WHAT IS NEEDED:
Write out the whole listing, matching it exactly.

· · · ·

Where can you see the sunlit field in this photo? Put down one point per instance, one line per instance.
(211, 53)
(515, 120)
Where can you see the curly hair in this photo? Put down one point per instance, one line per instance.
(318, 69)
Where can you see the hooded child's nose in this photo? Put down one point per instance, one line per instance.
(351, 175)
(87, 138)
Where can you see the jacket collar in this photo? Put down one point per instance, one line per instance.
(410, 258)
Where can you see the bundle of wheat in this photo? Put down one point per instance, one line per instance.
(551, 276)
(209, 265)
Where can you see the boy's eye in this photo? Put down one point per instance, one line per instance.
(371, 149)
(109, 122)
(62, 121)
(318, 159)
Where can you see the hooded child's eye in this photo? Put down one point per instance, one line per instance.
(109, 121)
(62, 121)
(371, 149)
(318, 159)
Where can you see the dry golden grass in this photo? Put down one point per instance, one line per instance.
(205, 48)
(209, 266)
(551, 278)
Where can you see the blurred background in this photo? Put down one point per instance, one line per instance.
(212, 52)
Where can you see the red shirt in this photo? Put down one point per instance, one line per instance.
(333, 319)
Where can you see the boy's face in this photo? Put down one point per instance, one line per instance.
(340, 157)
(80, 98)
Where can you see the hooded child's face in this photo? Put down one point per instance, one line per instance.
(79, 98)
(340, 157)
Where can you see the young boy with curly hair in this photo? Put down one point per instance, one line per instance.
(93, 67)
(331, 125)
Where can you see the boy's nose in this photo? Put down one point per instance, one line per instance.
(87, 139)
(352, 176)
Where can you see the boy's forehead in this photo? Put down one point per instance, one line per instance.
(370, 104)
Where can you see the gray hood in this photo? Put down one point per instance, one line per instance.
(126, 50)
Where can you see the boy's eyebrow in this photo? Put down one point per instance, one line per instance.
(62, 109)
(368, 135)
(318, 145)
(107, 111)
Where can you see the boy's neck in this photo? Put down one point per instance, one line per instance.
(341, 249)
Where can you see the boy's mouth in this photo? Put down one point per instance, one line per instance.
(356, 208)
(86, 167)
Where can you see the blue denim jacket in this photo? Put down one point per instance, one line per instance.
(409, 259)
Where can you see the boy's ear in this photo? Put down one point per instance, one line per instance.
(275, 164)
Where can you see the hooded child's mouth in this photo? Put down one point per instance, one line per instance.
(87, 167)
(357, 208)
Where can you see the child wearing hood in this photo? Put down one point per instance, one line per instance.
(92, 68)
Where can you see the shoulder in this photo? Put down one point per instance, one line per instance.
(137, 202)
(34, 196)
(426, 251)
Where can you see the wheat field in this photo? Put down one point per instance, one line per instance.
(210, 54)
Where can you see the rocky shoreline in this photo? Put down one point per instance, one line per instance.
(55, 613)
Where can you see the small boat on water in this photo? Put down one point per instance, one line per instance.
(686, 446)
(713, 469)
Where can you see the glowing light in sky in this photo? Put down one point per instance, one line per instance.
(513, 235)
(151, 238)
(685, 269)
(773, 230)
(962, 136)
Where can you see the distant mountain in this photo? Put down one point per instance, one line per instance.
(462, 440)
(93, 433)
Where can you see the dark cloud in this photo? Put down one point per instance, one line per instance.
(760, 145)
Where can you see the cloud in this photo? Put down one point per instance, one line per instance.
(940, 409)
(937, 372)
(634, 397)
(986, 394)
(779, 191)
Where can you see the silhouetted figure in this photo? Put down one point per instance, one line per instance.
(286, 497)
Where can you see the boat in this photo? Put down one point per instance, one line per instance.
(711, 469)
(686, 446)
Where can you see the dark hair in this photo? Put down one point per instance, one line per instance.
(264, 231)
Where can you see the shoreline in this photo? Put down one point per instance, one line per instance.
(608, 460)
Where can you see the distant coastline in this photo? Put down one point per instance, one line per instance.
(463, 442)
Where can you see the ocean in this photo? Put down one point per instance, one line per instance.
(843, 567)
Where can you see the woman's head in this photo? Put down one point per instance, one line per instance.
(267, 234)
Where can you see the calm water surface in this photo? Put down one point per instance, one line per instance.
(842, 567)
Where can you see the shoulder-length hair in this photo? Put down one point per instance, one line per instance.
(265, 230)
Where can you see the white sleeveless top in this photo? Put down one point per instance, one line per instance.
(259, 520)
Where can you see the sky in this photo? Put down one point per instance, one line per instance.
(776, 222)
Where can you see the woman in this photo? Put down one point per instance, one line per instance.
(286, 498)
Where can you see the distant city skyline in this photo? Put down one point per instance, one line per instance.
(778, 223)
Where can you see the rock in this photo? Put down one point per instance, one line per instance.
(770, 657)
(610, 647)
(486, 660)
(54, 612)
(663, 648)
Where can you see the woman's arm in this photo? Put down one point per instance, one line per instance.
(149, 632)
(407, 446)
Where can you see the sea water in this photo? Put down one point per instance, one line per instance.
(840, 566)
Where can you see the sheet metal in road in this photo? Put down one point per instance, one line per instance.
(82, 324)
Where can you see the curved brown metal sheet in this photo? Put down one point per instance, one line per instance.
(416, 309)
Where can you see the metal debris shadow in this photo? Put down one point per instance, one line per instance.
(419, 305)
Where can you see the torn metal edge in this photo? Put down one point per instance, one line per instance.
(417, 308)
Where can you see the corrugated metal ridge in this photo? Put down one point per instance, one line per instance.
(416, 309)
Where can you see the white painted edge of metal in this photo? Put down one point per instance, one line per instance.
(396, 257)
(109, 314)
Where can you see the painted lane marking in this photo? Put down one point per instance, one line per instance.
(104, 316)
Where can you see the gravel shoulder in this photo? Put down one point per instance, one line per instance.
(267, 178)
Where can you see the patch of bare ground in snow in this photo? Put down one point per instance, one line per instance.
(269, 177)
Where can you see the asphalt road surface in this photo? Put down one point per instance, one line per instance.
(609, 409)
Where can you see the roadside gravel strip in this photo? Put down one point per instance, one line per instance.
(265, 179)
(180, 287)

· · · ·

ANSWER BELOW:
Where can you see the sunlit field in this photo? Put down one point per instance, one line per instance.
(211, 53)
(515, 120)
Where can you see the curly hair in this photo? Put down one point per instance, one line per instance.
(318, 69)
Where can you see the hooded child's nose in this photo? Put down one point per instance, one line per instance.
(351, 175)
(87, 138)
Where can you see the jacket collar in this photo? Put down one point per instance, one line per instance.
(410, 258)
Where can you see the bundle of wheat in this photo? Put down one point per instance, one line per instance.
(551, 276)
(209, 265)
Where can you see the boy's eye in this photo? Put down one point per instance, one line per instance.
(371, 149)
(109, 122)
(62, 121)
(318, 159)
Where can you see the hooded child's eye in this photo? Put down one point per instance, one line per instance.
(109, 121)
(62, 121)
(371, 149)
(318, 159)
Where can you see the dry golden grass in this photo? Put down one point per instance, one line per instance.
(205, 48)
(209, 266)
(551, 278)
Where can you see the blurred background in this photo? Put down one point per instance, one line per instance.
(212, 52)
Where can you see the red shirt in this photo? Put down one point per instance, one line per instance.
(333, 319)
Where can you see the boy's face in this photo? Put down one point per instance, one line per instance.
(340, 157)
(80, 98)
Where can you see the hooded child's face in this photo? Put down one point per instance, one line per instance.
(79, 98)
(340, 157)
Where can you see the young boy with curly hair in this photo? Put down one point per instance, one line per instance.
(93, 67)
(331, 125)
Where can you see the boy's nose in this photo? Put down one point per instance, one line per instance.
(87, 139)
(352, 176)
Where can you see the boy's forehead in this photo? Put down one point per instance, one line per instance.
(370, 104)
Where can you see the gray hood in this photo? Put down one point per instance, one line per instance.
(126, 50)
Where can you see the boy's eyebrow in this photo? Put down one point per instance, one line per instance.
(62, 109)
(368, 135)
(318, 145)
(107, 111)
Where can you see the boy's neck in this photo? Put down one point per instance, one line per instance.
(341, 249)
Where can you see the boy's mouth in this photo? Put down one point per instance, one line per instance.
(356, 208)
(86, 167)
Where can you see the blue denim jacket in this photo? Put down one point per instance, one line per instance.
(409, 259)
Where can you see the boy's ear in this photo? Put down one point per instance, one line per instance.
(275, 164)
Where can you see the hooded child's mouth in this photo? Put down one point per instance, one line per instance.
(87, 167)
(357, 208)
Where can you see the child wearing hood in this photo? Put down one point per instance, one line per instance.
(92, 68)
Where can you see the shoulder in this photo? Put down one point per instance, one line per instance.
(137, 202)
(34, 196)
(426, 251)
Where can you see the wheat field in this photo? Put down one point per instance, one line per instance.
(210, 54)
Where can you see the rocky shoreline in this photo? Put down one point per instance, one line per instance.
(55, 613)
Where can you see the small boat on water in this photo? Put down one point per instance, one line per instance.
(686, 446)
(713, 469)
Where can you see the glowing light in sky in this photo? Put down one point per instance, one line per instance.
(513, 235)
(151, 238)
(685, 269)
(773, 230)
(962, 136)
Where can you see the distant mountain in this photo? Put down one point per instance, one line per instance.
(462, 440)
(93, 433)
Where can you see the dark cloud in this photo? Put down one point per instance, one line per instance.
(760, 145)
Where can you see the cloud in this photo? Put down one point per instance, one line per instance.
(940, 409)
(937, 372)
(634, 397)
(986, 394)
(779, 191)
Where can you see the silhouetted figure in this photo? Put down one point per instance, one line per instance.
(286, 497)
Where can you see the boat in this photo? Put down one point per instance, one line per instance.
(711, 469)
(686, 446)
Where can you see the dark hair in this photo? Put down one point per instance, one line per instance.
(264, 231)
Where can you see the shoreline in this photo? Put down one point per instance, one line per instance.
(608, 460)
Where can you see the distant coastline in this photo? Put down one point per instance, one line per instance.
(463, 442)
Where can you see the ocean in this photo? Put down one point per instance, one line per instance.
(843, 567)
Where can you see the woman's head in this photo? Put down one point per instance, one line per instance.
(267, 234)
Where can you see the calm water surface in this photo? Put down one point per instance, one line per instance.
(842, 567)
Where can you see the shoulder-length hair in this photo? Put down one point per instance, one line per instance.
(265, 230)
Where can you see the white sleeveless top in this photo? Put down one point per instance, one line per instance.
(259, 520)
Where can you see the sky in this photo? Put down one point per instance, one line per instance.
(776, 222)
Where can you see the woman in this photo? Put down one point per instance, one line per instance.
(286, 498)
Where can you see the distant city skyline in this photo? Put down one point per instance, one line per instance.
(778, 223)
Where can you see the rock in this photo? Put down one point per instance, one line per instance.
(770, 657)
(610, 647)
(486, 660)
(54, 612)
(663, 648)
Where can you see the woman's arm in this photo? Put down one point per instance, one line per instance.
(149, 632)
(407, 446)
Where can you see the sea water in this photo? Put down one point per instance, one line per instance.
(840, 566)
Where can you see the sheet metal in road in this photo? Put down one point per instance, one line per instance.
(82, 324)
Where can you see the curved brown metal sheet in this photo? Put down one point per instance, one line per instance.
(416, 309)
Where can you see the metal debris shadow in this photo? Put down one point per instance, one line per instance.
(419, 305)
Where can you see the torn metal edge in this photo? Put down one point per instance, one line per instance.
(417, 308)
Where can you see the corrugated metal ridge in this photo? Put down one point per instance, one line per instance.
(416, 309)
Where can you see the white painted edge of metal in this photo? Put down one point per instance, one line per instance.
(396, 257)
(109, 314)
Where can you see the painted lane marking in this photo? Put down one point per instance, one line per instance.
(104, 316)
Where can you see the gravel shoulder in this photo? Put down one point per instance, one line per instance.
(267, 178)
Where can you see the patch of bare ground in snow in this photo? Put down one point per instance, one line per instance.
(269, 177)
Where can you see the asphalt road surface in this photo? Put down one point per instance, one line per instance.
(609, 409)
Where can you see the roadside gravel strip in this photo? Put down one point per instance, one line per instance.
(265, 179)
(180, 287)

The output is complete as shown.